__ENUNCIADO 1__: ¿Puedes reproducir palabra por palabra y completo el fragmento sobre Body Double y los años de afición al cine?

__FRAGMENTO CITADO__:
────────────────

Body Double, de Brian De Palma.

Más o menos entre los dieciséis y los treinta años yo he pasado por la clásica etapa de devorador de cine, que incluyó visitas interdiarias a la Filmoteca de Lima por mucho tiempo. Uno podía ir hasta la primera fila, echarse en el suelo y sacarse los zapatos para ver en un ángulo contrapicado y maravilloso una película de Fellini o Tarkovski… Debe haber sido a los veinte años que empecé a escribir sobre cine en una lista de interés por internet –el asunto había comenzado a apasionarme– y es por esa época que supe de Laslo Rojas, otro de los marcianos que escribía sobre cine allí mismo, y que luego sería uno de los fundadores de Cinencuentro.

────────────────

__ENTRADAS PROPORCIONADAS__:
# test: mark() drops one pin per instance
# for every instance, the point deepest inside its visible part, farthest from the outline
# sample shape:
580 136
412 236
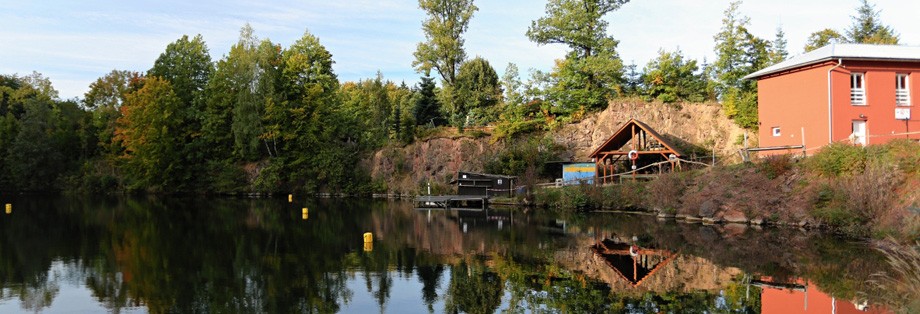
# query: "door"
859 132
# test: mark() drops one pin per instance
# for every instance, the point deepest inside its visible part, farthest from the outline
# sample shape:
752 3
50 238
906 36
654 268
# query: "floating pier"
452 201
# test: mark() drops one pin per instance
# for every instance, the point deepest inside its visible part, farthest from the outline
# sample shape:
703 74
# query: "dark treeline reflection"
264 256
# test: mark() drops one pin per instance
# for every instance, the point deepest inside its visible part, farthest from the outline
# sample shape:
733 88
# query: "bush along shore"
864 192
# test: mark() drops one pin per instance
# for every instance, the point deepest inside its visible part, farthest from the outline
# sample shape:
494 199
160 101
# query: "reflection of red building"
803 298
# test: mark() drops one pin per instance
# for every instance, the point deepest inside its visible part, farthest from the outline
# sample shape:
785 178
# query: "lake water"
224 255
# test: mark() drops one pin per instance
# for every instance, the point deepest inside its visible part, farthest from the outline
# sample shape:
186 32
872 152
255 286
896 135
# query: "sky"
75 42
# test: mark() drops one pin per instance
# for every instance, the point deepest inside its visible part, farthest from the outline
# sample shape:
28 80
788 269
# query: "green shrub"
667 192
776 166
838 159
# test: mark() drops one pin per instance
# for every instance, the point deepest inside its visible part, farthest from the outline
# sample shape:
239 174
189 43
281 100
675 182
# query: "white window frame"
858 88
902 89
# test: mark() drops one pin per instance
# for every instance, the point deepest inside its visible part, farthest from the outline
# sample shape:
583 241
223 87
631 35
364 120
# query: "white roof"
846 52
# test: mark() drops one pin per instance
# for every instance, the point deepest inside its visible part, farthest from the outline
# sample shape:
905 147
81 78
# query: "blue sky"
75 42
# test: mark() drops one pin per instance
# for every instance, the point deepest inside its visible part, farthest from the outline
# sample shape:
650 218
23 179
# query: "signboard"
578 172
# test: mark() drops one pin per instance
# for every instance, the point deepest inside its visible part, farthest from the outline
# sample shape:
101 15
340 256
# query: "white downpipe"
830 102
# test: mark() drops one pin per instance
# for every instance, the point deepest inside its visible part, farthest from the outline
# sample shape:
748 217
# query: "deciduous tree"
442 49
670 78
868 29
823 38
739 53
478 90
592 70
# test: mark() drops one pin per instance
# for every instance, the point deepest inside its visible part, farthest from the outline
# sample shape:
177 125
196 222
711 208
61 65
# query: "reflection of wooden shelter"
649 145
634 264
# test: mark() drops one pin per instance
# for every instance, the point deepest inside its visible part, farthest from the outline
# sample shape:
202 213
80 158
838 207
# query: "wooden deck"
451 201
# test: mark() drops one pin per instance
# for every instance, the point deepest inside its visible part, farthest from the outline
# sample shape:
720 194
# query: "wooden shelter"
631 147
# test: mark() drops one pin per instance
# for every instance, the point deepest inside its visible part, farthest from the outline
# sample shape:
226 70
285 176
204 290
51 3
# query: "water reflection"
242 256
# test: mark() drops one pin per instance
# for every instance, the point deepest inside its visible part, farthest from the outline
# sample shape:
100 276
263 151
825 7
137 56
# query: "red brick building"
861 94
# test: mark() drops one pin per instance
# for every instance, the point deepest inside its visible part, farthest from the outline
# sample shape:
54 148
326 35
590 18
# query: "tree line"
271 118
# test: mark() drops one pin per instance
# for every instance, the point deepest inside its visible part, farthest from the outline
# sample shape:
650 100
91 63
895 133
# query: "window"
859 133
902 90
857 89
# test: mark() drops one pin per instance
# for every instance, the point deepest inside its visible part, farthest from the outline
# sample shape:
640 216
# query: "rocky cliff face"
701 125
406 169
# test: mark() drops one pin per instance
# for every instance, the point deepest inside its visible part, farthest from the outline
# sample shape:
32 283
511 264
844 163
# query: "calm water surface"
188 255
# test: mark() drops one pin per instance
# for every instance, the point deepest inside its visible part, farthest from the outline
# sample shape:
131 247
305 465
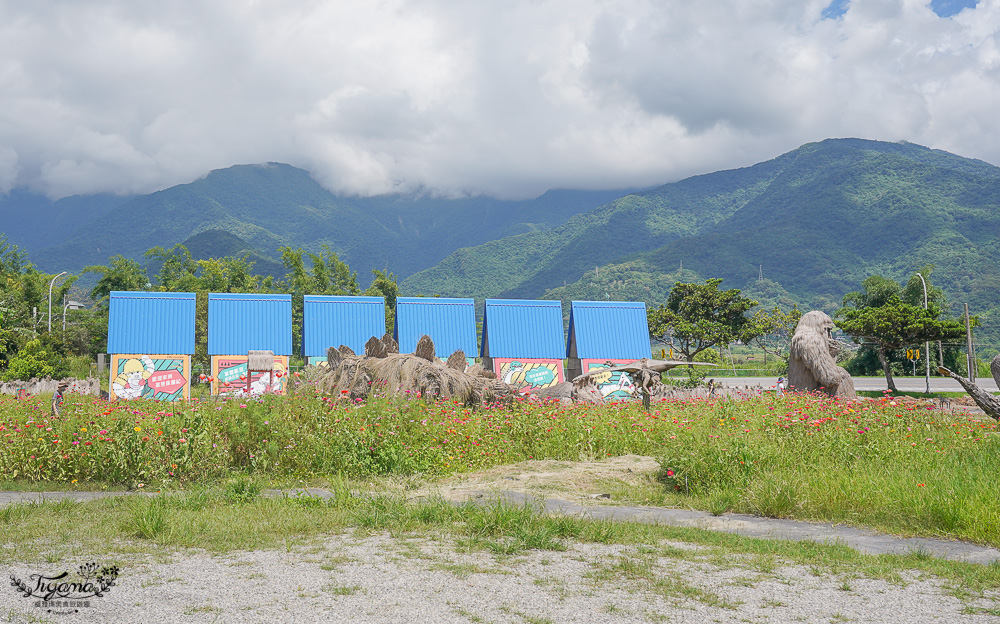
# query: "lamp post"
927 345
50 296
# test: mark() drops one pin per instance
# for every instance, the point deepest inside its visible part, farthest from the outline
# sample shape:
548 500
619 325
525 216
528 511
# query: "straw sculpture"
417 374
989 403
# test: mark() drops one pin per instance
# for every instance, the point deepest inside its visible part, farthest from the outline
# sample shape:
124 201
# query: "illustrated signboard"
528 373
150 376
229 376
613 385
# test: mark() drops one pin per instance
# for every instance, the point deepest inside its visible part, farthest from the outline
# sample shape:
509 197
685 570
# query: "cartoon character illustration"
613 384
512 372
267 382
130 383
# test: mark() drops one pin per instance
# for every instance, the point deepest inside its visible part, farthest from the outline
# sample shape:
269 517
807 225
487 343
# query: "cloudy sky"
504 97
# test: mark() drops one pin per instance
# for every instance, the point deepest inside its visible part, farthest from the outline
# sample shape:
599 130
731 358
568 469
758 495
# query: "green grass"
877 394
875 463
204 519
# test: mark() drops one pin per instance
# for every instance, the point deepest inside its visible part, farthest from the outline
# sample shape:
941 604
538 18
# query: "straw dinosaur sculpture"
645 373
384 369
812 363
989 403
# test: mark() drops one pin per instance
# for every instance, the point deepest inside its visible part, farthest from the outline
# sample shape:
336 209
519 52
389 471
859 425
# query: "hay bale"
391 346
477 370
333 358
375 348
457 360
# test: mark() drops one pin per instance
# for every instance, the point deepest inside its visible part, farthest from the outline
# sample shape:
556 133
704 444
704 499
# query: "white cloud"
506 97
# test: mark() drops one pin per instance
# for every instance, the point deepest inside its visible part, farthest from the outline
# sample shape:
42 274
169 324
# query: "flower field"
875 462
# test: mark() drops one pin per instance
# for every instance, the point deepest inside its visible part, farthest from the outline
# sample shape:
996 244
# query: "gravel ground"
396 579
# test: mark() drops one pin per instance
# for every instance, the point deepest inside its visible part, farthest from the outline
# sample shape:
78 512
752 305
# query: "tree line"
884 318
28 348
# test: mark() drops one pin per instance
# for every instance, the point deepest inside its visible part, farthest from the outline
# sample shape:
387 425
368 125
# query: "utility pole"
927 344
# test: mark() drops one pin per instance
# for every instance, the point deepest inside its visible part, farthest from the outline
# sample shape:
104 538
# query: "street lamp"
50 296
927 345
70 305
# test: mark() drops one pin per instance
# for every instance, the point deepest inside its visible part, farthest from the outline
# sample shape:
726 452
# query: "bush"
34 360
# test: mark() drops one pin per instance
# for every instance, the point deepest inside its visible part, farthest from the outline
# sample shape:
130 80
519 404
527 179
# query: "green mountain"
272 205
815 222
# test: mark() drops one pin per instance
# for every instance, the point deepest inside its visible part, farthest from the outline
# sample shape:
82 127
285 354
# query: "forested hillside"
815 221
270 206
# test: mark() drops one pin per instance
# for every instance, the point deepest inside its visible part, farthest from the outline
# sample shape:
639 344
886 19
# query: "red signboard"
168 381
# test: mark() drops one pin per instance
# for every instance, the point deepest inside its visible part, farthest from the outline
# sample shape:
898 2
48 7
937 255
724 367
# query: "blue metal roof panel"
609 329
451 324
523 328
239 322
151 322
331 321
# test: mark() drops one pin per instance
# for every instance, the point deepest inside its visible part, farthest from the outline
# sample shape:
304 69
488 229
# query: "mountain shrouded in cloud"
500 98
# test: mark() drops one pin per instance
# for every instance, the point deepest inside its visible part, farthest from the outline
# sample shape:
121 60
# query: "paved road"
863 540
903 384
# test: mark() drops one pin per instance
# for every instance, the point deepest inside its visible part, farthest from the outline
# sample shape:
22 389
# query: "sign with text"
162 377
231 378
613 385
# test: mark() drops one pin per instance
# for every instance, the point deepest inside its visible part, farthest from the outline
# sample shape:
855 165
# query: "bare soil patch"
581 481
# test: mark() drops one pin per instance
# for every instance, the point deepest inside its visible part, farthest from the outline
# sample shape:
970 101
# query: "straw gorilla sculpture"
812 363
383 368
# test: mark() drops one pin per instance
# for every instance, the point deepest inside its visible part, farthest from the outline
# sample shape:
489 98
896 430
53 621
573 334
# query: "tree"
121 274
776 329
879 314
384 285
700 316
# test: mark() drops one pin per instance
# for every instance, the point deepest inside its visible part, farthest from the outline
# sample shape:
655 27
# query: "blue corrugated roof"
608 329
451 324
523 328
238 323
150 322
331 321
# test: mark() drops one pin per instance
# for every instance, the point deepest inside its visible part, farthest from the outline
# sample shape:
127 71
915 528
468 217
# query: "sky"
507 98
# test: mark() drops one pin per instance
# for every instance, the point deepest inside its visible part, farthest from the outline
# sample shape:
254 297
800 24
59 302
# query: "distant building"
331 321
523 342
603 334
239 323
151 341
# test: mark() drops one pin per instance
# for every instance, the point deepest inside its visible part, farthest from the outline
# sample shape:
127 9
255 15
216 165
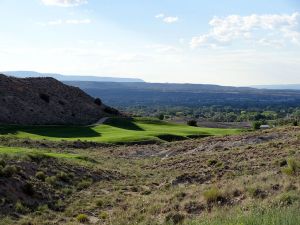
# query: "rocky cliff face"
46 101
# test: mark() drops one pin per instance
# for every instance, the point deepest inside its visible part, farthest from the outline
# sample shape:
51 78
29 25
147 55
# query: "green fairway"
115 130
38 153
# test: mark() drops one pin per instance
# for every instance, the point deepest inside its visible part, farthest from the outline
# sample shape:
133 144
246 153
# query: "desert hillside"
41 101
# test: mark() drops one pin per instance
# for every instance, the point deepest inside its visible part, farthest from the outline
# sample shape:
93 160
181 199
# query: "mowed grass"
38 153
115 130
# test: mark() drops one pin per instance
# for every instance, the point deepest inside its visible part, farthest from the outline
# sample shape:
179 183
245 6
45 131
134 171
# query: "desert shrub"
288 198
2 163
28 189
82 218
282 162
103 215
175 218
192 123
20 208
100 203
9 170
295 123
256 125
256 192
45 97
213 195
84 184
161 116
40 175
212 162
98 101
63 176
67 191
51 180
292 167
37 157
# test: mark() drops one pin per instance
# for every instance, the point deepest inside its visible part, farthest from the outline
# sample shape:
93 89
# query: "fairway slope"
115 131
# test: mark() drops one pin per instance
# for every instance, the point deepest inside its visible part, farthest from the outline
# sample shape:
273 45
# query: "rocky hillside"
45 101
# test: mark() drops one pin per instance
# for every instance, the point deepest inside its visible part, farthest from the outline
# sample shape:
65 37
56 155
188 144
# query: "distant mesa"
60 77
47 101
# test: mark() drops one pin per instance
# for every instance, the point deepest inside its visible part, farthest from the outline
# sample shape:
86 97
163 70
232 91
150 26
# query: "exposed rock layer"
46 101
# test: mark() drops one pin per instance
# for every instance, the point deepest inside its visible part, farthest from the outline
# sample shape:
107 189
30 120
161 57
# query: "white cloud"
170 19
161 15
61 22
84 21
64 3
235 27
167 19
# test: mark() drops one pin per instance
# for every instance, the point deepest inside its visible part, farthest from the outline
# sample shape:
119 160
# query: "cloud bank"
272 28
64 3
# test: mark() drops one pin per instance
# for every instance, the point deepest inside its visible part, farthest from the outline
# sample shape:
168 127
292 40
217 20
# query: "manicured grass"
269 216
115 130
34 152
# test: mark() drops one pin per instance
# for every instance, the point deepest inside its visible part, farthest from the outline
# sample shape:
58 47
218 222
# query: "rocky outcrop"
46 101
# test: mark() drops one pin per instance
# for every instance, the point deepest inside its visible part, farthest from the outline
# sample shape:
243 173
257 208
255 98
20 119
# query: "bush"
192 123
256 125
28 189
63 176
84 184
213 195
45 97
20 208
2 163
51 180
212 162
9 171
82 218
103 215
175 218
98 101
292 167
161 116
40 175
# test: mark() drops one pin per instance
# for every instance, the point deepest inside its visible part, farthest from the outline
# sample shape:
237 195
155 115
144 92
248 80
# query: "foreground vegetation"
244 179
115 130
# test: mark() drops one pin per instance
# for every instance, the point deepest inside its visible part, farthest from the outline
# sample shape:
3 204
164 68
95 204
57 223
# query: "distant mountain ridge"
279 86
60 77
46 101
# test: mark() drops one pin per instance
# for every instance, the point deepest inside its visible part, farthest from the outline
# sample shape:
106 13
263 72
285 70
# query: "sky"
228 42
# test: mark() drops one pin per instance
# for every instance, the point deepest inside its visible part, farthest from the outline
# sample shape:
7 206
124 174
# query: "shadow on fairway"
52 131
123 123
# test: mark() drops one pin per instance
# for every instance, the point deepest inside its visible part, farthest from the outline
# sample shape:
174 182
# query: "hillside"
43 101
60 77
189 95
249 178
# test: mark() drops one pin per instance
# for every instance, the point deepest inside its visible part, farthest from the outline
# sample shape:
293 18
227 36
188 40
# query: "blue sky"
231 42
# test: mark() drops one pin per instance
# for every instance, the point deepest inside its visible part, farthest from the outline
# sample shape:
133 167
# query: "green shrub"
292 167
175 218
20 208
84 184
40 175
289 198
28 189
192 123
9 170
103 215
51 180
213 195
63 176
212 162
2 163
256 125
82 218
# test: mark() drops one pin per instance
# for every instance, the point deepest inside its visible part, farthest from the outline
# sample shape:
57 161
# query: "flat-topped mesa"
46 101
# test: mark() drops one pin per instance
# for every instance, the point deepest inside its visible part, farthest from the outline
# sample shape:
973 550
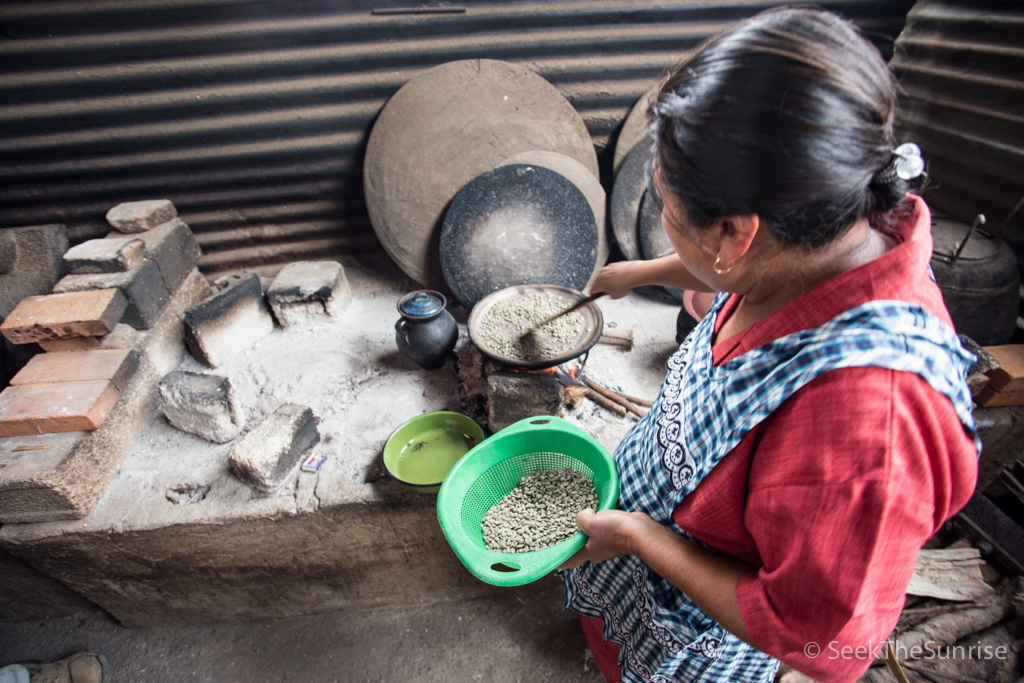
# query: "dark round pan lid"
517 224
441 129
485 324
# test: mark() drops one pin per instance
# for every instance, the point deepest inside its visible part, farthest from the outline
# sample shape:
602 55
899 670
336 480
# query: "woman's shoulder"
862 424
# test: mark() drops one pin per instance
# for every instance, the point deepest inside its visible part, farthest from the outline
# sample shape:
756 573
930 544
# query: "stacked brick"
126 278
1006 380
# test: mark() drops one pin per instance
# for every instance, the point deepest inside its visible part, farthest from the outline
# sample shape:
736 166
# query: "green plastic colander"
492 469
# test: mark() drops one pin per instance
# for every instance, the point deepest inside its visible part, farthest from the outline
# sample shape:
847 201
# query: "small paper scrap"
313 462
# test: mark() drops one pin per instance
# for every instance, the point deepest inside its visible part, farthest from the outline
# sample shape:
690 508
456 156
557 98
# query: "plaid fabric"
701 414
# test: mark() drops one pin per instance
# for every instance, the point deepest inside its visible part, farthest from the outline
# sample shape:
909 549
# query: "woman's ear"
736 233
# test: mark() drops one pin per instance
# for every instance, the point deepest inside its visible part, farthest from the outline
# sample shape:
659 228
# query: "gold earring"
718 265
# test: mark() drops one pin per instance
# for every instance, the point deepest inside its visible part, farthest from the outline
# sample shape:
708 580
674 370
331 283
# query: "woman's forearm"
619 278
709 579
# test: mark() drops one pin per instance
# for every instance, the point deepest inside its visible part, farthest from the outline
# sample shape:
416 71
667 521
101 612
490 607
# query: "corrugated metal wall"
252 117
961 65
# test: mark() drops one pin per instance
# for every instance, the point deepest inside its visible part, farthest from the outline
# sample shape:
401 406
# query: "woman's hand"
616 280
611 534
709 578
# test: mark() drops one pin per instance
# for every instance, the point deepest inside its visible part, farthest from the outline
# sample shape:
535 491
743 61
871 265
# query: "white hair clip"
907 160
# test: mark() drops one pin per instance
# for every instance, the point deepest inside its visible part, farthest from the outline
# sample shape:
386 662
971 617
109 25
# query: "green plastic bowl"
494 468
420 453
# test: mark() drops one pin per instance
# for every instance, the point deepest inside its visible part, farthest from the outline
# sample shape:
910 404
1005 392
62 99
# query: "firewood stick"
929 673
638 401
601 400
612 395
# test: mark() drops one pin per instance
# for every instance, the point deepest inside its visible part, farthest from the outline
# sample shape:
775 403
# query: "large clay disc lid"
517 224
443 128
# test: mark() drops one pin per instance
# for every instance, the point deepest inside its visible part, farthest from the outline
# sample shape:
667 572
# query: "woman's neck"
783 273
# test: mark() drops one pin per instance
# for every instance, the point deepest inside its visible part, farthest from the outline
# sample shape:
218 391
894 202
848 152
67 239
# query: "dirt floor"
521 634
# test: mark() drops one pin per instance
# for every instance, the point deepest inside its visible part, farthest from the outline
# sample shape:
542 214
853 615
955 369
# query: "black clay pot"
979 279
426 333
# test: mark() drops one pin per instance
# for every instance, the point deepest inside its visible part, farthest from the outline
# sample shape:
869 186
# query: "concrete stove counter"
177 539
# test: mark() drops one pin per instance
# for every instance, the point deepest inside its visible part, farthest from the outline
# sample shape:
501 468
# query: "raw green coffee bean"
540 512
520 314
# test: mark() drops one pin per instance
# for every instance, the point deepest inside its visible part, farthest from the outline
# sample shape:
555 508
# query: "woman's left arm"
709 579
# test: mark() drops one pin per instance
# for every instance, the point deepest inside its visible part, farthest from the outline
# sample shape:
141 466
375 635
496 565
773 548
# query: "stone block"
32 262
56 476
305 292
174 249
140 216
114 366
228 321
109 255
514 396
65 314
56 407
270 454
73 343
142 287
202 404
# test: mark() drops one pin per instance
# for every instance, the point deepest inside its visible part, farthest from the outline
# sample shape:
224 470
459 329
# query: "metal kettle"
979 278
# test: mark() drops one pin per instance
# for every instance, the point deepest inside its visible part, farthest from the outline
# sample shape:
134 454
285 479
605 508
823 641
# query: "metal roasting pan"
589 333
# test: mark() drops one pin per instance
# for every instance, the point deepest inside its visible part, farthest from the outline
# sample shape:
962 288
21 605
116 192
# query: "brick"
73 344
140 216
65 314
1010 375
202 404
173 247
305 292
60 407
107 255
114 366
67 481
228 321
270 454
142 287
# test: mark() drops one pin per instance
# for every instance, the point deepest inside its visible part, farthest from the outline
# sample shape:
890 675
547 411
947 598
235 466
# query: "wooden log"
604 402
949 573
1009 376
616 337
948 628
613 396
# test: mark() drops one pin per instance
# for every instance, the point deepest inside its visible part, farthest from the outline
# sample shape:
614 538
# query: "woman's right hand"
616 280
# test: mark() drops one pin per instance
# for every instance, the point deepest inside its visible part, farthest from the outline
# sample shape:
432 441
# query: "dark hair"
788 116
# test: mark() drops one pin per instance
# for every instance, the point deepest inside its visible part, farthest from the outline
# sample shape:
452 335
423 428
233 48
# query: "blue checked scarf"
701 414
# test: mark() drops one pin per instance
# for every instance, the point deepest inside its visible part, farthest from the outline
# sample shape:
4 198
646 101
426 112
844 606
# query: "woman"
814 430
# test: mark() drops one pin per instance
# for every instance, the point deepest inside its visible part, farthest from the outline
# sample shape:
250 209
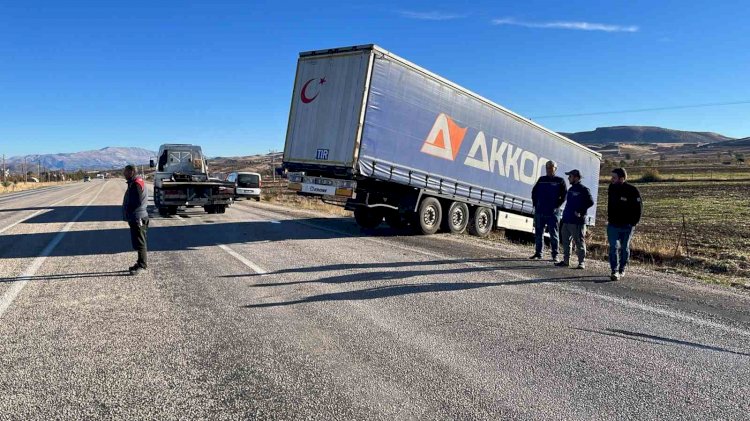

────────────────

__ENUNCIADO 2__: ¿Qué líneas de las entradas contienen la cadena "plastic"? Devuélvelas todas, distinguiendo mayúsculas de minúsculas.

__RESPUESTA 1__:
Body Double, de Brian De Palma.

Más o menos entre los dieciséis y los treinta años yo he pasado por la clásica etapa de devorador de cine, que incluyó visitas interdiarias a la Filmoteca de Lima por mucho tiempo. Uno podía ir hasta la primera fila, echarse en el suelo y sacarse los zapatos para ver en un ángulo contrapicado y maravilloso una película de Fellini o Tarkovski… Debe haber sido a los veinte años que empecé a escribir sobre cine en una lista de interés por internet –el asunto había comenzado a apasionarme– y es por esa época que supe de Laslo Rojas, otro de los marcianos que escribía sobre cine allí mismo, y que luego sería uno de los fundadores de Cinencuentro.

__RESPUESTA 2__:
# query: "green plastic colander"
# query: "green plastic bowl"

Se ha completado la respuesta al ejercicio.